> _Direction 1_
Output the passage of the Turbo BL35 thread starting at "On chargeing you" and ending at "question make sense.", word for word.

> _Text section_
:::
# Turbo BL35?



## carsonb (Mar 15, 2003)

On chargeing you can save 3 set ups, I have the three setups in the charger but, I can't figure out how to get to setup 2 and 3 to use them. I hope this question make sense.


----------



## irvan36mm (Oct 2, 2001)

Carsonb- This is from the CE website:

*SAVE SETUP SETTABLE VALUES*
_To get to this mode, push the (SETUP) button until the message ‘SAVE SETUP X‘ appears. Pushing the (START) button will store all the settable values in one of the three selectable power down memories for use the next time you power up the TURBO35. _
*LOAD SETUP SETTABLE VALUES*
_To get to this mode, push the (SETUP) button until the message ‘LOAD SETUP X‘ appears. Pushing the (START) button will load all the settable values from one of the three selectable power down memories_

You will be looking for the "LOAD SETUP__" screen. Use the "UP ARROW/OFF" button to change the setup # & press enter to load the setup. The same works for saving new setups,except look for "SAVE SETUP___" Hope this helps!
-George


----------



## carsonb (Mar 15, 2003)

*Turbo 35Bl*

Thanks you solved my problem.


----------
:::
> _Input_

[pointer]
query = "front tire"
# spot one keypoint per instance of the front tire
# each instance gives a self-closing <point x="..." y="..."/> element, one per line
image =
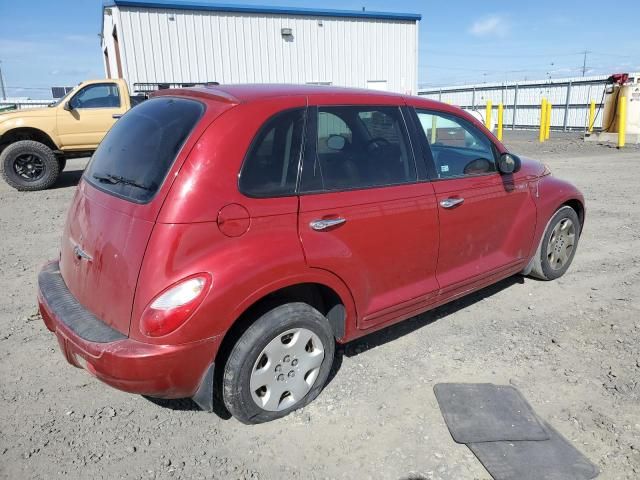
<point x="280" y="364"/>
<point x="28" y="166"/>
<point x="558" y="245"/>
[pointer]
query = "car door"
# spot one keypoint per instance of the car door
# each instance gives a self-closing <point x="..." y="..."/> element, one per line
<point x="487" y="220"/>
<point x="364" y="214"/>
<point x="88" y="116"/>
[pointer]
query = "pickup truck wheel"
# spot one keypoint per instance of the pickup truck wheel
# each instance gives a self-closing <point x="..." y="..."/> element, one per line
<point x="558" y="245"/>
<point x="279" y="364"/>
<point x="28" y="165"/>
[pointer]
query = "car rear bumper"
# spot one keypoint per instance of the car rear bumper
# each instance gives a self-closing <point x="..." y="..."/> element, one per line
<point x="163" y="371"/>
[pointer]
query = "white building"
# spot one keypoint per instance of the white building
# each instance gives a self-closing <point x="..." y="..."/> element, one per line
<point x="176" y="43"/>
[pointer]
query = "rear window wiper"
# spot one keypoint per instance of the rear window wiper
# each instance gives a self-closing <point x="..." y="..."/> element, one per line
<point x="113" y="179"/>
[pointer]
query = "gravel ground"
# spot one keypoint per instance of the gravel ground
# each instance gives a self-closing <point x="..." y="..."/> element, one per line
<point x="570" y="346"/>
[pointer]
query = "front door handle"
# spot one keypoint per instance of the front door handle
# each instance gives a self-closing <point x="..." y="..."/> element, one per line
<point x="320" y="225"/>
<point x="451" y="202"/>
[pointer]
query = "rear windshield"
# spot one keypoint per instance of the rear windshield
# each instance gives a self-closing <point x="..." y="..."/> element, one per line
<point x="135" y="156"/>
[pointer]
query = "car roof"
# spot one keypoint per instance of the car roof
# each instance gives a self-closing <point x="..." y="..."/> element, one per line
<point x="245" y="93"/>
<point x="241" y="93"/>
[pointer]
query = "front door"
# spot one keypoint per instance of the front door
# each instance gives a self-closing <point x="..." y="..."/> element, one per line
<point x="363" y="215"/>
<point x="90" y="114"/>
<point x="487" y="220"/>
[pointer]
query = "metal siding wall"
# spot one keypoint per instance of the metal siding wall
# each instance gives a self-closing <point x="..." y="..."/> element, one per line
<point x="530" y="94"/>
<point x="199" y="46"/>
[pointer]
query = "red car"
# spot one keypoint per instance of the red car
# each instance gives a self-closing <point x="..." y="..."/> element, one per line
<point x="223" y="239"/>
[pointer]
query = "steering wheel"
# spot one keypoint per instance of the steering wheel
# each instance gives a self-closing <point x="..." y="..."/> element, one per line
<point x="374" y="141"/>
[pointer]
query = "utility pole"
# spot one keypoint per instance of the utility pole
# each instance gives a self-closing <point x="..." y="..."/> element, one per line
<point x="4" y="93"/>
<point x="584" y="62"/>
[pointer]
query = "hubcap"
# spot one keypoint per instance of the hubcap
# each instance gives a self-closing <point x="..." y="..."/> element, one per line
<point x="286" y="369"/>
<point x="29" y="167"/>
<point x="561" y="243"/>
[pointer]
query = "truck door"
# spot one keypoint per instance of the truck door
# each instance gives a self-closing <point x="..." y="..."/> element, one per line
<point x="88" y="115"/>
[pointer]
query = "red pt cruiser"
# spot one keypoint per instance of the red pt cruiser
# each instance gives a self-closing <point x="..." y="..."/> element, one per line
<point x="223" y="239"/>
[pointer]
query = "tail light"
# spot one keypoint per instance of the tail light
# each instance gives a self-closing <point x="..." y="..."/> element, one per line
<point x="174" y="306"/>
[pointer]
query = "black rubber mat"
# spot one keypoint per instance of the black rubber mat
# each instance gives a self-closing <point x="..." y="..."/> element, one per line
<point x="552" y="459"/>
<point x="483" y="412"/>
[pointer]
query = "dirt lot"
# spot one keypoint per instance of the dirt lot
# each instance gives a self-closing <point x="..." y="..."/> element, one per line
<point x="571" y="346"/>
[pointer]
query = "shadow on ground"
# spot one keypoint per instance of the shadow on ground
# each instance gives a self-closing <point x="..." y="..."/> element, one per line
<point x="68" y="178"/>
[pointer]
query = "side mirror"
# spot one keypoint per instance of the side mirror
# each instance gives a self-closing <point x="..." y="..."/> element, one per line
<point x="508" y="163"/>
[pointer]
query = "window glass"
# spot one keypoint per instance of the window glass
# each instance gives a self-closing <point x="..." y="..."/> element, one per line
<point x="271" y="167"/>
<point x="457" y="147"/>
<point x="360" y="147"/>
<point x="103" y="95"/>
<point x="137" y="153"/>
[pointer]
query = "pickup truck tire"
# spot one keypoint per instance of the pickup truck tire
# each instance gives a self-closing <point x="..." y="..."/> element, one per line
<point x="286" y="354"/>
<point x="28" y="166"/>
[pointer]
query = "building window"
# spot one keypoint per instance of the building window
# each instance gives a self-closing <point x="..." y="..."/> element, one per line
<point x="116" y="46"/>
<point x="107" y="63"/>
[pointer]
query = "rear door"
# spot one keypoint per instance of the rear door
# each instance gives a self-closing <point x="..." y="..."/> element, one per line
<point x="487" y="219"/>
<point x="113" y="212"/>
<point x="93" y="111"/>
<point x="364" y="213"/>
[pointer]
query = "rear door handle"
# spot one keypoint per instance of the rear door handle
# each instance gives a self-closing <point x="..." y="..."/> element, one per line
<point x="320" y="225"/>
<point x="451" y="202"/>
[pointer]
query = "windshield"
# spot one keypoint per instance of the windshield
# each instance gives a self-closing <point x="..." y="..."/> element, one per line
<point x="135" y="156"/>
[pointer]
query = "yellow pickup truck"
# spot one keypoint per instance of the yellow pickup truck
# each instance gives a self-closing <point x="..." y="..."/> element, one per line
<point x="35" y="143"/>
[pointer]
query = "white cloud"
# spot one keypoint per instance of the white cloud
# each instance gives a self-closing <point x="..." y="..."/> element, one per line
<point x="490" y="25"/>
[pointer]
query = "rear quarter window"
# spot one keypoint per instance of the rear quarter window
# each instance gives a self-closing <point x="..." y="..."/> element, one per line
<point x="137" y="153"/>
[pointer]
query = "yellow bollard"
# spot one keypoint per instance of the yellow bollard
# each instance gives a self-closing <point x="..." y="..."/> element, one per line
<point x="543" y="120"/>
<point x="592" y="114"/>
<point x="548" y="122"/>
<point x="434" y="128"/>
<point x="622" y="121"/>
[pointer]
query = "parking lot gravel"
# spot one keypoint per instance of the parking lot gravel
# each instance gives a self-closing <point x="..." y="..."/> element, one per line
<point x="571" y="346"/>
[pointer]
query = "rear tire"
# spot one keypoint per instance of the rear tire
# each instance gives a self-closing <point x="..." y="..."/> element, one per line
<point x="558" y="245"/>
<point x="280" y="364"/>
<point x="28" y="166"/>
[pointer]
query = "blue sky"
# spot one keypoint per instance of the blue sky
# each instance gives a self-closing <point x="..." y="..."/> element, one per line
<point x="46" y="43"/>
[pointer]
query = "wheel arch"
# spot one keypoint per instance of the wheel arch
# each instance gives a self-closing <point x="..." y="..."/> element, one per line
<point x="26" y="133"/>
<point x="578" y="206"/>
<point x="323" y="292"/>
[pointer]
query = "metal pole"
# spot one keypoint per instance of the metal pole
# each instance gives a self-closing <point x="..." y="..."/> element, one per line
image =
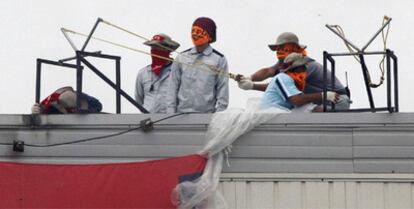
<point x="73" y="58"/>
<point x="78" y="80"/>
<point x="91" y="33"/>
<point x="395" y="63"/>
<point x="389" y="82"/>
<point x="325" y="57"/>
<point x="38" y="79"/>
<point x="118" y="85"/>
<point x="356" y="53"/>
<point x="343" y="38"/>
<point x="332" y="61"/>
<point x="109" y="82"/>
<point x="376" y="34"/>
<point x="366" y="81"/>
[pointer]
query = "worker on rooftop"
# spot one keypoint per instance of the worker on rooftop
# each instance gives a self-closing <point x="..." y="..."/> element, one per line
<point x="287" y="43"/>
<point x="285" y="90"/>
<point x="151" y="85"/>
<point x="199" y="80"/>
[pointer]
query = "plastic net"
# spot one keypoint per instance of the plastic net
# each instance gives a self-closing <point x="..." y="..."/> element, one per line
<point x="224" y="128"/>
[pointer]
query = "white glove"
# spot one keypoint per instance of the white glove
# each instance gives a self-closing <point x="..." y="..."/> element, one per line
<point x="245" y="83"/>
<point x="36" y="109"/>
<point x="331" y="96"/>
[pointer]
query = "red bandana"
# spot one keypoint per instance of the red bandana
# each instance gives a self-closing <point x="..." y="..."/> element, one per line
<point x="157" y="62"/>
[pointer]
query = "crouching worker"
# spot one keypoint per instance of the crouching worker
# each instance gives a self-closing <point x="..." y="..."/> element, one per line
<point x="152" y="82"/>
<point x="285" y="90"/>
<point x="63" y="101"/>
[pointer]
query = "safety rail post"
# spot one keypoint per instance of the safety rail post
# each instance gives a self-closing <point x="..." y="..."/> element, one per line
<point x="366" y="79"/>
<point x="118" y="84"/>
<point x="39" y="63"/>
<point x="389" y="105"/>
<point x="325" y="69"/>
<point x="115" y="86"/>
<point x="395" y="65"/>
<point x="332" y="61"/>
<point x="79" y="78"/>
<point x="38" y="80"/>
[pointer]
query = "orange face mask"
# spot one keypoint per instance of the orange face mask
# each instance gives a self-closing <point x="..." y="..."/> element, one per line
<point x="199" y="36"/>
<point x="284" y="50"/>
<point x="299" y="78"/>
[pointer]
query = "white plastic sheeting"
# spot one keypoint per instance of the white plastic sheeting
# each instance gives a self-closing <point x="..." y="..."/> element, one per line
<point x="225" y="127"/>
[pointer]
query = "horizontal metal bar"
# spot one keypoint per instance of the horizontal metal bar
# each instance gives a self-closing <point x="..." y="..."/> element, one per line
<point x="357" y="53"/>
<point x="362" y="110"/>
<point x="93" y="54"/>
<point x="375" y="177"/>
<point x="74" y="58"/>
<point x="50" y="62"/>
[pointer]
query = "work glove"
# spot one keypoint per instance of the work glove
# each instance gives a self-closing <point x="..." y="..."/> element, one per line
<point x="331" y="96"/>
<point x="245" y="83"/>
<point x="36" y="109"/>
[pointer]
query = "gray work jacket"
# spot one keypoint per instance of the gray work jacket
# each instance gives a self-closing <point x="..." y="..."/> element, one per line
<point x="151" y="91"/>
<point x="196" y="87"/>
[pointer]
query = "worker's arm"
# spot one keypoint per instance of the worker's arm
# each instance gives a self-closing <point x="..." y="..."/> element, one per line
<point x="263" y="74"/>
<point x="260" y="86"/>
<point x="301" y="99"/>
<point x="247" y="83"/>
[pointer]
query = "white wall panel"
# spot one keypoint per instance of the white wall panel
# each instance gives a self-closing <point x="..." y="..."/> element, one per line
<point x="310" y="194"/>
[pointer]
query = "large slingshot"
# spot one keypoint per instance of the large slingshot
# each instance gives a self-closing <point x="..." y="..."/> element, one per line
<point x="359" y="54"/>
<point x="81" y="60"/>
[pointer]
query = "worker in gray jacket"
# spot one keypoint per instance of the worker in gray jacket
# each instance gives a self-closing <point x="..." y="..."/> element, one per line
<point x="151" y="86"/>
<point x="199" y="80"/>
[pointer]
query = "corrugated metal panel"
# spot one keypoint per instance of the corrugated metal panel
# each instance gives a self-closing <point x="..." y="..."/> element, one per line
<point x="318" y="195"/>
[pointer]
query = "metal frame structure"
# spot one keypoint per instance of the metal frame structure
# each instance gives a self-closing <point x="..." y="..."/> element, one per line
<point x="80" y="61"/>
<point x="361" y="53"/>
<point x="391" y="78"/>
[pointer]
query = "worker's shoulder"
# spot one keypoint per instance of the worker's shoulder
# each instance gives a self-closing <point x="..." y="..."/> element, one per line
<point x="218" y="53"/>
<point x="187" y="50"/>
<point x="144" y="70"/>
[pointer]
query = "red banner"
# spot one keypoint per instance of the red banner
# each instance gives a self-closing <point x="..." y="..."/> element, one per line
<point x="119" y="185"/>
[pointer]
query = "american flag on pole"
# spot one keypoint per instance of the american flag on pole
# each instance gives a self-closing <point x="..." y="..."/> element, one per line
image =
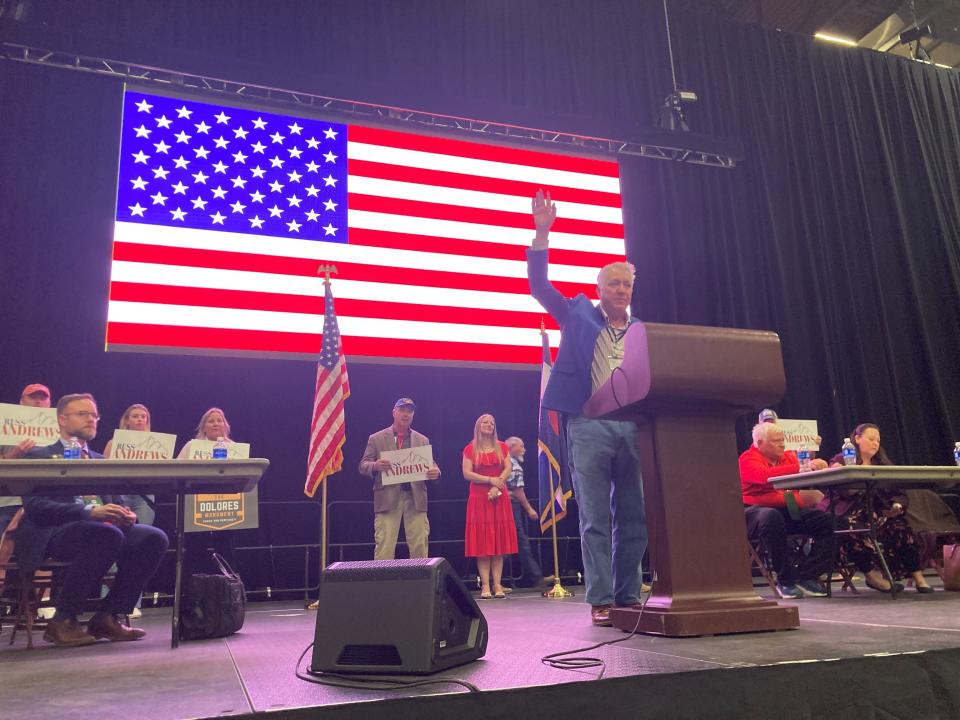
<point x="327" y="429"/>
<point x="224" y="212"/>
:::
> _Direction 2_
Pick out every line in the records that contains the string "gray", treating uppercase and lowercase as different.

> _Finished answer 1_
On chargeing you can save 3 set ups, I have the three setups in the charger but, I can't figure out how to get to setup 2 and 3 to use them. I hope this question make sense.

> _Finished answer 2_
query = "gray work jacket"
# spot one keypoint per instance of the gray work jacket
query = "worker in gray jacket"
# spot one keypoint per instance of the worker in gray jacket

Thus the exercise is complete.